▶ _Aim of the exercise_
Quote the passage from the text on progressive muscle relaxation exactly, starting at "Progressive muscle relaxation (or" and ending at "can calm down.".

You Can Use Progressive Muscle Relaxation to Destress at Work


While it’s possible to optimize your stress for a better performance to some degree, too much stress at work can make you less productive and generally more unhappy in life overall. You need a balance and to find ways to destress on the job, so consider using a tried-and-true relaxation technique called progressive muscle relaxation, which you can do in your office or wherever you’re working when stress strikes.

What is progressive muscle relaxation?

Progressive muscle relaxation (or PMR) is a method of relaxing that involves tensing and relaxing each muscle group in your body. Conceptualized by a doctor named Edmund Jacobson (and first presented by him at Harvard in the early part of the last century), it’s a time-tested technique that can be useful for relieving anxiety or even falling asleep at night. The idea is that there’s a strong link between your body and mind, so if your muscles are all in a neutral, chill state, your brain will get the hint that there’s no impending danger and it, too, can calm down.

How to try progressive muscle relaxation 

Find a comfortable position to sit or lay, preferably in a quiet place where you’ll have some peace for a moment, then focus your attention on different muscle groups. Generally, per WebMD, you want to start with your lower extremities. Tense the muscles in one leg as you inhale for five to 10 seconds, then totally relax them as you exhale, taking note of the difference in the two feelings and the difference between how the relaxed leg and your other one feel. Move on to the other leg, your abdomen, your arms, your shoulders, and, eventually, your face. Once everything is relaxed, take a few minutes to sit or lay there, focusing on deepening your breathing and feeling your heart rate decrease. 

Why this is great for the workplace

I’ve always done this to fall asleep at night and there’s plenty of research to suggest that I’m far from alone in enjoying the bedtime benefits of PMR, but there’s also research to suggest it’s helpful for work-related stress. In 2022, a team of researchers published their findings in BMC Psychology after investigating the effect of PMR on stress and anxiety among nurses caring for COVID-19 patients, ultimately concluding that the technique should be taught in nursing school because it’s just that good.

▶ _Available data_
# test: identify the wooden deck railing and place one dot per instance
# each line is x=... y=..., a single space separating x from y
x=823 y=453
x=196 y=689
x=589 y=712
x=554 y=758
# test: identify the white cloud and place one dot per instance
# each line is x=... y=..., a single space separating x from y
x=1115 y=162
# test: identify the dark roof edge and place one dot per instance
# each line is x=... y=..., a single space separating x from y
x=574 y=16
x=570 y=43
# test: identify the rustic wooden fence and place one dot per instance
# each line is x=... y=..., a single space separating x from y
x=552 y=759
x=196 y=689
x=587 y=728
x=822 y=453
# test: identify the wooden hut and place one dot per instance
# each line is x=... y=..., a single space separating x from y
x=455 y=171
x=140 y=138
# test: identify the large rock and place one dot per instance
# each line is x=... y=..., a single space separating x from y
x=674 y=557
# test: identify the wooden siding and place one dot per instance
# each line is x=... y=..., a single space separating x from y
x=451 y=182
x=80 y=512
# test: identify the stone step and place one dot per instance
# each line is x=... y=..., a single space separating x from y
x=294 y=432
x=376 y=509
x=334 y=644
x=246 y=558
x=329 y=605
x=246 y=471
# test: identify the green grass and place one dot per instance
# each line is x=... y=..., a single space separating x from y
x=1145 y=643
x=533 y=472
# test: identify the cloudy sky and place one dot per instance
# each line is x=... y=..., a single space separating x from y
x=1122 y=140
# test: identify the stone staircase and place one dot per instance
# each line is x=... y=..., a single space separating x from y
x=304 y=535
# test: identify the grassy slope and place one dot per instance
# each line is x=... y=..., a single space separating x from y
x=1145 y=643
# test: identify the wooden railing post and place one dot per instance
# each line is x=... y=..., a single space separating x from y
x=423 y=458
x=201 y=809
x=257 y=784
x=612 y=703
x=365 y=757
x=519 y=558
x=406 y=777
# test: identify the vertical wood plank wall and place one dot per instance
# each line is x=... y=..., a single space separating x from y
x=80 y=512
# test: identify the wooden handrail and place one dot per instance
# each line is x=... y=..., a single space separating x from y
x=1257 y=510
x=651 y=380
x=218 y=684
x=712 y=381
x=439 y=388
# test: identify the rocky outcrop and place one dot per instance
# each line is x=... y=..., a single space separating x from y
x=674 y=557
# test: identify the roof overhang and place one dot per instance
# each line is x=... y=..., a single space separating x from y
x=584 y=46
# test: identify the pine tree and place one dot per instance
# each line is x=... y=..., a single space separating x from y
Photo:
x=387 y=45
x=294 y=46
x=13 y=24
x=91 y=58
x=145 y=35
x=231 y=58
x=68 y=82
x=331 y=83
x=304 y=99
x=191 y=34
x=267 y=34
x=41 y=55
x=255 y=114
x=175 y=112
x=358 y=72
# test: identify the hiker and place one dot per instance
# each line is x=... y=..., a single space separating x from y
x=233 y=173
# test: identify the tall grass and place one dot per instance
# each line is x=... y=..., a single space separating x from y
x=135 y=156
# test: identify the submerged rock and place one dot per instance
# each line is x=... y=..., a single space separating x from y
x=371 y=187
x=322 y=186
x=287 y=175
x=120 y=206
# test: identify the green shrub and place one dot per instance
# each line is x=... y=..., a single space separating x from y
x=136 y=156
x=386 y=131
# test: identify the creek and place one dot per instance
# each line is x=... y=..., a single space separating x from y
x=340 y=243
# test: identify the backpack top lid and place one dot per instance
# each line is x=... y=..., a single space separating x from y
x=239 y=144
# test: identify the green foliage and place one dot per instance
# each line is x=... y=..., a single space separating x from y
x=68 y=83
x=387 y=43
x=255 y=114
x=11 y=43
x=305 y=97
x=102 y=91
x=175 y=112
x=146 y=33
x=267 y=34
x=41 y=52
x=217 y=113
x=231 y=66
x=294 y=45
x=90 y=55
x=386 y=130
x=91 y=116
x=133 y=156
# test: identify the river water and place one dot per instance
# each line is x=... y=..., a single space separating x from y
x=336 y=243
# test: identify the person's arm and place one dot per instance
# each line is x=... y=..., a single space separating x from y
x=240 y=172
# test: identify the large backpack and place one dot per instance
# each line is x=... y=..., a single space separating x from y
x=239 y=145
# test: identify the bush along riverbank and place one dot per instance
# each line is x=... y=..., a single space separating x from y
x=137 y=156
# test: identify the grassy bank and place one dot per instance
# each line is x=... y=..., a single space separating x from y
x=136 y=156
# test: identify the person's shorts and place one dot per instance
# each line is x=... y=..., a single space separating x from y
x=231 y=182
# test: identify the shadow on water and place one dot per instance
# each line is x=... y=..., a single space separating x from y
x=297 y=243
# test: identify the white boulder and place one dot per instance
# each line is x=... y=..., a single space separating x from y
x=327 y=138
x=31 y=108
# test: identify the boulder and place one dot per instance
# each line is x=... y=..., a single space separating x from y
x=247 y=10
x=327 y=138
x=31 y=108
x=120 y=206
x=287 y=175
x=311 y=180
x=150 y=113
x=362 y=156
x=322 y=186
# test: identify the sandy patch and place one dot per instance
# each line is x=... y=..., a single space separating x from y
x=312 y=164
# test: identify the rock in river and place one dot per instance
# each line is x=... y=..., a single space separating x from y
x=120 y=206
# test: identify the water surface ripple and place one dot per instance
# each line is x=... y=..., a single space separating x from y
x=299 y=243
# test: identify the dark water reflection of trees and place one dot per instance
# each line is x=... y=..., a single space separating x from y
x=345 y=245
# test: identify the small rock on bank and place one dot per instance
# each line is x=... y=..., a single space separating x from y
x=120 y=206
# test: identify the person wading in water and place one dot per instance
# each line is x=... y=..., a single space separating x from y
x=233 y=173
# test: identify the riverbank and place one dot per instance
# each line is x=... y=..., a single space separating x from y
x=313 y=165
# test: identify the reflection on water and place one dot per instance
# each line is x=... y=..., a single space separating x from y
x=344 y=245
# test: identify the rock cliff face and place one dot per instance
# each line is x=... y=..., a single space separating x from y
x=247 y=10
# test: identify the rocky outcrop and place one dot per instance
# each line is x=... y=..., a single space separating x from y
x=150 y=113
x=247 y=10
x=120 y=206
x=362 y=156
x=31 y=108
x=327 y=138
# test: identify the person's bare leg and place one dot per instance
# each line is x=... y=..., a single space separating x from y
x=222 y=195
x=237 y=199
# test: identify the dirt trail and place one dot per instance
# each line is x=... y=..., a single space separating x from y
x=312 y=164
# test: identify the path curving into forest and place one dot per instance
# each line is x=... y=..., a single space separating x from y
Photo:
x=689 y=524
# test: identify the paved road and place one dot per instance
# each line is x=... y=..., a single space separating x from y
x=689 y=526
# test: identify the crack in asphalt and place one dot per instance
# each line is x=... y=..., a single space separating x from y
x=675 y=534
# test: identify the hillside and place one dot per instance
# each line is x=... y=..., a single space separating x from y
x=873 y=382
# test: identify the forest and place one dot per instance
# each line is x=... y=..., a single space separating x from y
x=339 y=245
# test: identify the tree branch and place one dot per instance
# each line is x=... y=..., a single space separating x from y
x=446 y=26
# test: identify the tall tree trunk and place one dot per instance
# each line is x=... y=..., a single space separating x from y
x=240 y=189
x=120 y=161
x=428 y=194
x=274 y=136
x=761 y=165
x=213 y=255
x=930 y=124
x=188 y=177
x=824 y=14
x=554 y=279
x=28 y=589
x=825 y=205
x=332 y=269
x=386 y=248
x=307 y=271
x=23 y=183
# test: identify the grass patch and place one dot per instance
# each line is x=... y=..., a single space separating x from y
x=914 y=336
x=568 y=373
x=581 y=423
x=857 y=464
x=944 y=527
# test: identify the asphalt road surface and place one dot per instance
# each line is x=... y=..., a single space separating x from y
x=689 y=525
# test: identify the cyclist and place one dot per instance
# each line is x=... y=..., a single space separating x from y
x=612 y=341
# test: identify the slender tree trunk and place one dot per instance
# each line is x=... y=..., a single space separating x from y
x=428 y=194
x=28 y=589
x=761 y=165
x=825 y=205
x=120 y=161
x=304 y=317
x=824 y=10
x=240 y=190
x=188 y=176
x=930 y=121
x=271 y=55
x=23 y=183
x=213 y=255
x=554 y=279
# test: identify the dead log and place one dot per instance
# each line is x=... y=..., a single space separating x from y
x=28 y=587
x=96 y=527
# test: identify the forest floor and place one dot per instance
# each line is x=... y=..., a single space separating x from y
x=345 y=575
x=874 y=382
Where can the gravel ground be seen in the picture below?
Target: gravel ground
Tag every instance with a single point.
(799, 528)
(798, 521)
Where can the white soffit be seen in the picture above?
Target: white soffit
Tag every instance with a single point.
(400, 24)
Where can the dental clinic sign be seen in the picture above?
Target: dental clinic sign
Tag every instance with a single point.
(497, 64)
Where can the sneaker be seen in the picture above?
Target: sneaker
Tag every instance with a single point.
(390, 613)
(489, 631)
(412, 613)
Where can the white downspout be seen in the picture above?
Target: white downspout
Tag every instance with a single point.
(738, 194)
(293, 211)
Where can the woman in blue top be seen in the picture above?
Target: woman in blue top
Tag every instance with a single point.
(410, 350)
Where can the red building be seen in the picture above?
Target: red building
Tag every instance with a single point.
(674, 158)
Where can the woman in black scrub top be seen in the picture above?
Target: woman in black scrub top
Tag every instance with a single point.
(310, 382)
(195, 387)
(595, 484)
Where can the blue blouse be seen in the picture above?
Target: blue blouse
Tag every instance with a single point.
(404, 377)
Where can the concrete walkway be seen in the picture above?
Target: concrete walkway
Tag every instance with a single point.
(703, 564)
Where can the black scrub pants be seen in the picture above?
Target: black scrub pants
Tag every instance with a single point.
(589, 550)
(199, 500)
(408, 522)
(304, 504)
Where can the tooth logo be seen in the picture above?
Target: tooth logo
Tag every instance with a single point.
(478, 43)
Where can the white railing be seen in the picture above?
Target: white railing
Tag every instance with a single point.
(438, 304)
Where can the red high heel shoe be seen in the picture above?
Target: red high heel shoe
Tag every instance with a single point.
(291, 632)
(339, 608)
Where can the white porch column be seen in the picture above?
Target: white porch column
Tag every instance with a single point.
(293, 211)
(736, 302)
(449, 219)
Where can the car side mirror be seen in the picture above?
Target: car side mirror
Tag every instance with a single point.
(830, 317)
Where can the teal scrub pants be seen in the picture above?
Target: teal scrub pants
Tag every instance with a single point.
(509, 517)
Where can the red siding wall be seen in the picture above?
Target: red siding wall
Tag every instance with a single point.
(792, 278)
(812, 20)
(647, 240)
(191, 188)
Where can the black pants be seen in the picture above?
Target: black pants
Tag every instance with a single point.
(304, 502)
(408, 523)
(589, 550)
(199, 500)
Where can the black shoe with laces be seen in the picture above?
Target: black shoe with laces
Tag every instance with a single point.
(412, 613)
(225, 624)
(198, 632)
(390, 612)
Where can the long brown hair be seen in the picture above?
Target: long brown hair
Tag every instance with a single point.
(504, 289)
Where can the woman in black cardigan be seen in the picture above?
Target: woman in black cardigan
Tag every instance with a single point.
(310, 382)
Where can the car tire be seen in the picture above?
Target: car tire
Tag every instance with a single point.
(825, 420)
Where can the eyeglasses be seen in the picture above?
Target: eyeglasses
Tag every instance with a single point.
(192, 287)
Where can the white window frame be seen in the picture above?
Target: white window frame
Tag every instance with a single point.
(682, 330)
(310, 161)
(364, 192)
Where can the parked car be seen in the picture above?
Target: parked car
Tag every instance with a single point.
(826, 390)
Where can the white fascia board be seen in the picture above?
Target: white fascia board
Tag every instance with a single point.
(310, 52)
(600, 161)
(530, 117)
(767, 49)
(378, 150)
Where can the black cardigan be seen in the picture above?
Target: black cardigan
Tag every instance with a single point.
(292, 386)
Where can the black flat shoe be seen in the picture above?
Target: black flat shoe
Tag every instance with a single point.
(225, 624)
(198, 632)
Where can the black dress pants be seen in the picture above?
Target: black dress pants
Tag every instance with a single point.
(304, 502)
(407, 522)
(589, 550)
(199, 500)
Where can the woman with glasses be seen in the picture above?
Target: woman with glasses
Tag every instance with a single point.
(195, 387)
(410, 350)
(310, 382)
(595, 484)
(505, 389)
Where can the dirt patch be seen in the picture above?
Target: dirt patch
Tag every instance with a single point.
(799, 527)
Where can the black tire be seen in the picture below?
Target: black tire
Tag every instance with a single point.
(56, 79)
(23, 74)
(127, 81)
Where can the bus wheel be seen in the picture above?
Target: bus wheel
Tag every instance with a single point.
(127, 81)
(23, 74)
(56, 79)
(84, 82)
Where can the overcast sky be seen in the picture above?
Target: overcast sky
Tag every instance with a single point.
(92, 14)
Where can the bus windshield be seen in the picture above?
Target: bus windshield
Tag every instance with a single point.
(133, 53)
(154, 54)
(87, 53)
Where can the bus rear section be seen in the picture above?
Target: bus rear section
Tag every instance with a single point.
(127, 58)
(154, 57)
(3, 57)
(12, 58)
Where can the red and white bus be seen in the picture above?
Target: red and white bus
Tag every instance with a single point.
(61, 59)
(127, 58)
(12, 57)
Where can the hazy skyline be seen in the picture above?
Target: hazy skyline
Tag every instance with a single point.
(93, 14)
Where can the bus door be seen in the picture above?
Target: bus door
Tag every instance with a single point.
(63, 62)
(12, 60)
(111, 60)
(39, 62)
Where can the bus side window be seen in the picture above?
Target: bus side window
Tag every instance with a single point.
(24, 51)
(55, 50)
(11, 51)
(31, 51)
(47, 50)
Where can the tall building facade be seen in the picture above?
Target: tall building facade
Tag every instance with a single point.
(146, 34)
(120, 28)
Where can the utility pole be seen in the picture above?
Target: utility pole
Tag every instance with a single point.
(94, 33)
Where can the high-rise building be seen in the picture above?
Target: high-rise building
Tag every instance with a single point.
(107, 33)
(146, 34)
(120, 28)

▶ _Answer to this problem_
Progressive muscle relaxation (or PMR) is a method of relaxing that involves tensing and relaxing each muscle group in your body. Conceptualized by a doctor named Edmund Jacobson (and first presented by him at Harvard in the early part of the last century), it’s a time-tested technique that can be useful for relieving anxiety or even falling asleep at night. The idea is that there’s a strong link between your body and mind, so if your muscles are all in a neutral, chill state, your brain will get the hint that there’s no impending danger and it, too, can calm down.